OBJECTIVE:
Copy out every line of the data exactly.

· · · ·

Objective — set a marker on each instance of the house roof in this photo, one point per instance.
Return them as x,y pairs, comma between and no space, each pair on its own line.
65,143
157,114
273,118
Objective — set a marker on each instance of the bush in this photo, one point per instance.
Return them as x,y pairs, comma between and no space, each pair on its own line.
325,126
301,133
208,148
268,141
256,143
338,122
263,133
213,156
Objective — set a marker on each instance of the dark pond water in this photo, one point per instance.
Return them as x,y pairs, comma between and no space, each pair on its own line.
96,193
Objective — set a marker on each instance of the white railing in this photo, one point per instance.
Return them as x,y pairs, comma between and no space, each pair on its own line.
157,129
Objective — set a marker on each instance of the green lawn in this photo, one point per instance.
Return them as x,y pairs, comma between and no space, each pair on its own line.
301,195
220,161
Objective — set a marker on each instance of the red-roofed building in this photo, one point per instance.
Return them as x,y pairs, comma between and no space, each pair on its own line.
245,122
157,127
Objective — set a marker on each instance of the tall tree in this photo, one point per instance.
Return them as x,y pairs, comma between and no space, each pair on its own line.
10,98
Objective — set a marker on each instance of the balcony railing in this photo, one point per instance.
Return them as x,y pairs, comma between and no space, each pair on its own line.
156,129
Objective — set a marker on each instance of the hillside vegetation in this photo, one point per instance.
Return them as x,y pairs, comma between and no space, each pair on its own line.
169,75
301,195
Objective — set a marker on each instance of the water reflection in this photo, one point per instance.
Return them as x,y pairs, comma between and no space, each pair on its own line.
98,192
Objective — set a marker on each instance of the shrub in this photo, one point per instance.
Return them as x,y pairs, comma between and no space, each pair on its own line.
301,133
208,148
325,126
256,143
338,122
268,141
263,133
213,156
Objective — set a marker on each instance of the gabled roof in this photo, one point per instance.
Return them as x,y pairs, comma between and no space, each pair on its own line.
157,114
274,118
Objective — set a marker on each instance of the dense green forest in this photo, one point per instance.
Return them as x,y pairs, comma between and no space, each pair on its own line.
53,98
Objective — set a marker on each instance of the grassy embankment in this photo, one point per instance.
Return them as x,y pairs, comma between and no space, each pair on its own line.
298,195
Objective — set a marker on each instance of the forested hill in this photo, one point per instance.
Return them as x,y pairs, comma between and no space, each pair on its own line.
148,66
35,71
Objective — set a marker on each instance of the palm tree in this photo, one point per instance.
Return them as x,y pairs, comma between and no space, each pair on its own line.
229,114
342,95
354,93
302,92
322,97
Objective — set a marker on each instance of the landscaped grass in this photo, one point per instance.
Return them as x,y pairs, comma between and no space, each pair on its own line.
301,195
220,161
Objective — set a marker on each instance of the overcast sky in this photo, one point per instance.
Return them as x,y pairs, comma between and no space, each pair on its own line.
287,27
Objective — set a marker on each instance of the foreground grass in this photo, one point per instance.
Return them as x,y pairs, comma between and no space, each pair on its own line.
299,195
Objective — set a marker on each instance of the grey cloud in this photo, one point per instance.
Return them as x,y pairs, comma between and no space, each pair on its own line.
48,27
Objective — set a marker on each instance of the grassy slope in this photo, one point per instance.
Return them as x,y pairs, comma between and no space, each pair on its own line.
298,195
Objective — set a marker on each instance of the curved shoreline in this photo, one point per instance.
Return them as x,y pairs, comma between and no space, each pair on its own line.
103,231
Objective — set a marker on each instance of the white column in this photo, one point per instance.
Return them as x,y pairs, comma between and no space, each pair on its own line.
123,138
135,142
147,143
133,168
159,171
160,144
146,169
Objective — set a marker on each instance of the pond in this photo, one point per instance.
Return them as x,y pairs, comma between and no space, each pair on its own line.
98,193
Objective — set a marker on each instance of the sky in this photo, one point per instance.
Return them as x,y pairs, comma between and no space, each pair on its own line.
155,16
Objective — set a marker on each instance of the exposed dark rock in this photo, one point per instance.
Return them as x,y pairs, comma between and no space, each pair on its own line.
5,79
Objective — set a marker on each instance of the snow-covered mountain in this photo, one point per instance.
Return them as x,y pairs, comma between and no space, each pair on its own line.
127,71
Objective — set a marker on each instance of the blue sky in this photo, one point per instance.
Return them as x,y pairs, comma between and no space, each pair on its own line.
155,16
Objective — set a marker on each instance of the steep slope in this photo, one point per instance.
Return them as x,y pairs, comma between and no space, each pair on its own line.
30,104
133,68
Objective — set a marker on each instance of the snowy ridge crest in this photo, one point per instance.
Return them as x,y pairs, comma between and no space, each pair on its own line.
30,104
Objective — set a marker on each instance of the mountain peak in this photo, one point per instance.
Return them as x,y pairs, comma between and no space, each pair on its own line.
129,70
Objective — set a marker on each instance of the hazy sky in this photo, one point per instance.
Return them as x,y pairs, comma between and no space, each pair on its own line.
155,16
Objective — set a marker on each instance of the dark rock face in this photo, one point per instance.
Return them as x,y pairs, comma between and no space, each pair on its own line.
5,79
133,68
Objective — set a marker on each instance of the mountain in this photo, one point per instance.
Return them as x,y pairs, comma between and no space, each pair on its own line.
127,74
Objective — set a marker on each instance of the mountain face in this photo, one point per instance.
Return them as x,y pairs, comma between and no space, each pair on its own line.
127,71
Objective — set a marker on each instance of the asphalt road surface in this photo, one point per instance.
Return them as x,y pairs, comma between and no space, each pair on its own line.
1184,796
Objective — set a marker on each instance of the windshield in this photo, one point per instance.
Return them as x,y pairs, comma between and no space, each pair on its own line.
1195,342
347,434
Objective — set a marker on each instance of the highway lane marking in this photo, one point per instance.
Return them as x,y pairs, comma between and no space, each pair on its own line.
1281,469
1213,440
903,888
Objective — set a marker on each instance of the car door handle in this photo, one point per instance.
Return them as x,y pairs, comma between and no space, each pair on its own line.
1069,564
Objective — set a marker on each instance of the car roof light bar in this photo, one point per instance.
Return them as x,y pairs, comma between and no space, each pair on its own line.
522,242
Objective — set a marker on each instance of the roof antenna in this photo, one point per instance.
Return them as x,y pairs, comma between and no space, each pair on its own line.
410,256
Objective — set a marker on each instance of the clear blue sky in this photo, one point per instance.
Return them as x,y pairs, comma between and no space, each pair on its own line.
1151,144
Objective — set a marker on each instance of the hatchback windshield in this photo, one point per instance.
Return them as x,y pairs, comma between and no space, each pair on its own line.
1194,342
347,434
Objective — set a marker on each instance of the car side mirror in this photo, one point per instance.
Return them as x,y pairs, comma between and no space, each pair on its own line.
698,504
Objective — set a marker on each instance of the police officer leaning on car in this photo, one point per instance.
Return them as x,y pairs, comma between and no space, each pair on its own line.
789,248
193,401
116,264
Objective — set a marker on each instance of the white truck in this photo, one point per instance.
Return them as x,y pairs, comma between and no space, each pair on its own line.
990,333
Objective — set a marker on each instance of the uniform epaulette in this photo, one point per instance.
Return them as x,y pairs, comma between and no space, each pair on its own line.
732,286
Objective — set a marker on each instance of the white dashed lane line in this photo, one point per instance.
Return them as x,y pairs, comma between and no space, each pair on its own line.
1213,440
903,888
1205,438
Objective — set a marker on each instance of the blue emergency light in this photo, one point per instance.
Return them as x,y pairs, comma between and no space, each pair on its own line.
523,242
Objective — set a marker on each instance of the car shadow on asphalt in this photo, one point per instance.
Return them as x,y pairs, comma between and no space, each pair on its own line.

· · · ·

EXPECTED ANSWER:
Objective — set a marker on each instance of the house roof in this photo, one point per instance.
Return them as x,y pairs, comma between and no space, each pair on its own line.
65,143
157,114
273,118
Objective — set a marker on each instance of the bush in this photo, one point per instance.
Return them as x,y pairs, comma between and no space, each pair on its own line.
325,126
301,133
208,148
268,141
256,143
338,122
263,133
213,156
Objective — set a marker on each instance of the dark pond water in this photo, one point per instance.
Return them as x,y pairs, comma between and no space, each pair on its own line.
96,193
Objective — set a marker on each instance of the white railing in this photo, one point per instance.
Return them as x,y pairs, comma between and no space, each pair on its own line.
157,129
Objective — set a marker on each instance of the green lawn in this photo, one point per instance.
Return them as x,y pairs, comma between and no space, each pair on its own line.
301,195
220,161
Objective — set a marker on each instance of the red-roofed building in this photo, one point per instance.
Return them as x,y pairs, comma between and no space, each pair on its own line.
245,122
157,127
Objective — set a marker on each instance of the tall tree in this photo, one point per instance.
Return them as x,y pairs, comma between and no space, each pair on its own line.
10,98
Objective — set a marker on each instance of the balcony railing in this photo, one point per instance.
Return them as x,y pairs, comma between and no space, each pair on its own line.
156,129
Objective — set a marker on each instance of the hillside vegetation in this photo, one point per instance.
Return them as x,y pairs, comma between and no space, each pair on its own line.
169,75
301,195
Objective — set a marker on each instance of the water reflection in this photo, one point per instance.
Return them as x,y pairs, comma between and no space, each pair on its own line.
98,192
Objective — set a marker on each instance of the shrub in this photo, one point per instance.
Return them as x,y pairs, comma between and no space, each pair on its own line.
301,133
208,148
325,126
256,143
338,122
268,141
263,133
213,156
Objective — set a marker on each instance of the gabled roof in this photo, one point per instance.
Return them as x,y pairs, comma between and no space, each pair on its own line.
157,114
274,118
Objective — set a marker on each instance of the dense green forest in this photo, one point per instance.
Return them as x,y pairs, comma between and no space, each pair on its own line.
53,98
Objective — set a marker on each instance of the grassy embankment in this photo, one point per instance.
Return them as x,y pairs, comma between and no space, each pair on its own line.
298,195
Objective — set a marker on each instance of the forested hill in this photo, one point per instance.
Return them as x,y pairs, comma between and no space, each pair on its own line.
148,66
35,71
Objective — set a marker on each instance of the palm tree in this photo, one point per instance.
Return them as x,y pairs, comma between and no space, each pair on its own line.
229,114
342,95
354,93
302,92
322,97
Objective — set a marker on each instance of the landscaped grass in this photo, one point per instance.
Return them as x,y pairs, comma between and no space, each pair on its own line.
301,195
220,161
Objective — set a marker on each instance of the overcast sky in this photo, one point per instance.
Return them as x,y pairs, comma between and no space, each pair on its own line.
287,27
Objective — set a marker on each instance of the foreground grass in this photo, one point per instance.
Return them as x,y pairs, comma between and no space, each pair on its own line.
299,195
Objective — set a marker on each instance of the grey cloud in this photo, one point per instance.
Return them as x,y pairs, comma between and no space, each pair on its own line.
48,27
Objective — set a marker on each instance of the grassy slope in this photo, one point per instance.
Return them as x,y pairs, comma between and no space, each pair on its own line.
298,195
Objective — set a marker on each instance of the curved shoreline in this photo, one point per instance.
Return them as x,y pairs, comma between and no space, each pair on its own line.
103,231
Objective — set a marker on each instance of the white column in this photo, one point per instance.
Return them as x,y pairs, comma between and no space, each pair on its own line.
123,138
135,142
147,143
133,168
159,171
160,144
146,169
Objective — set a marker on each instance of the pond in this photo, one point per instance.
Return them as x,y pairs, comma between and no space, each pair on its own line.
98,193
Objective — set a marker on each instance of the sky in this photo, one point per instance.
Return them as x,y pairs, comma between and no space, each pair on its own line.
155,16
Objective — set a marker on each instance of the exposed dark rock in this photo, one point per instance.
Return them as x,y pairs, comma between and no space, each pair on its own line.
5,79
Objective — set a marker on each instance of the snow-covered mountain in this photo, one point per instance.
Return them as x,y pairs, comma between and no space, each pair on its own line.
127,71
Objective — set a marker on each instance of the blue sky in this photo, one point per instance.
Return them as x,y pairs, comma between and no space, each pair on its own line.
155,16
Objective — set a marker on each instance of the steep slope in this photo, one point per instance.
Return them as x,y pairs, comma between and no space, each pair on its own line.
30,104
133,68
Objective — set a marker on each instance of the snowy ridge crest in this photo, one point per instance.
Return them as x,y pairs, comma between and no space, each pair on its own line.
30,104
Objective — set a marker on each instance of the mountain peak in this photo, one point per instance.
Return them as x,y pairs, comma between and no space, each pair on its own line.
129,70
Objective — set a marker on each instance of the hazy sky in this photo, one point per instance.
Return them as x,y pairs, comma between and no space, each pair on its own line.
155,16
Objective — set a marker on each instance of the dark rock face in this photo, one point per instance.
Return them as x,y pairs, comma between and no space, each pair on its own line.
5,79
133,68
Objective — set a marker on each instance of the mountain in this photo, one point per instance.
Return them as x,y pairs, comma between and no space, each pair on its own line.
127,74
Objective — set a marker on each instance of the mountain face in this photo, one point per instance.
Return them as x,y pairs, comma between and no space, each pair on its own line.
127,71
Objective — set a marker on each instance of the asphalt road surface in this photo, one point per instance.
Return them as x,y pairs, comma between and no space, each pair on its own line.
1184,796
Objective — set a marker on each instance of the windshield in this photo, one point per instance.
Return them as x,y pairs, comma between and no space, each pair on its own line.
1195,342
347,434
Objective — set a marker on each instance of the highway lane marking in this photo, one point per instance.
Return them as x,y pairs, comma between and no space, each pair on its own line.
1281,469
1213,440
903,888
Objective — set a marker on each instance of the car door handle in this photo, one point per instance.
Return them as x,y pairs, comma between and no space, each pair on its own line.
1069,564
Objective — set a marker on each instance of the car roof light bar in this photo, one point per instance.
Return them as x,y pairs, comma between and no space, each pair on its own line.
522,242
Objective — set a marker on each instance of the roof antenna in this photo, one point per instance.
Return them as x,y pairs, comma between and no space, each pair on its own line.
410,256
Objective — set a marker on each instance of the clear blue sky in this photo, one point per instance.
Return them as x,y pairs, comma between and no space, each pair on its own line.
1151,144
Objective — set a marker on each instance of the hatchback windshield in this photo, one point per instance.
Return them as x,y pairs, comma between and no space, each pair on its own line.
1194,342
347,434
Objective — set a marker on each instance of the car side mirror in this photo, one point per instance.
Return them as x,y pairs, comma between and no space, each pair on its own line.
698,504
Objective — set a marker on each instance of the police officer leaning on car in this photo, one point per instance.
Return them as x,y pairs, comma between and no space, each pair on its own line.
789,248
193,401
116,264
Objective — set a marker on each instance of the white truck in this photo, one point per instance.
Return them as x,y pairs, comma between and no space, each pair on its own line.
990,333
Objective — set a marker on each instance of the uniform epaulette in this photo, one point per instance.
Return them as x,y pairs, comma between and no space, each pair on its own line.
732,286
Objective — set a marker on each instance of the white dashed lane line in this photo, one point per instance.
Return them as x,y pairs, comma between and no space, each pair on its own line.
1213,440
903,888
1205,438
Objective — set a marker on each instance of the blue emergency light in this photo, one point per instance.
Return them as x,y pairs, comma between and no space, each pair on its own line.
523,242
Objective — set a marker on each instance of the car shadow on asphalt in this photo, one point per instance.
Return them as x,y pairs, comma between and no space, each pair on its own line.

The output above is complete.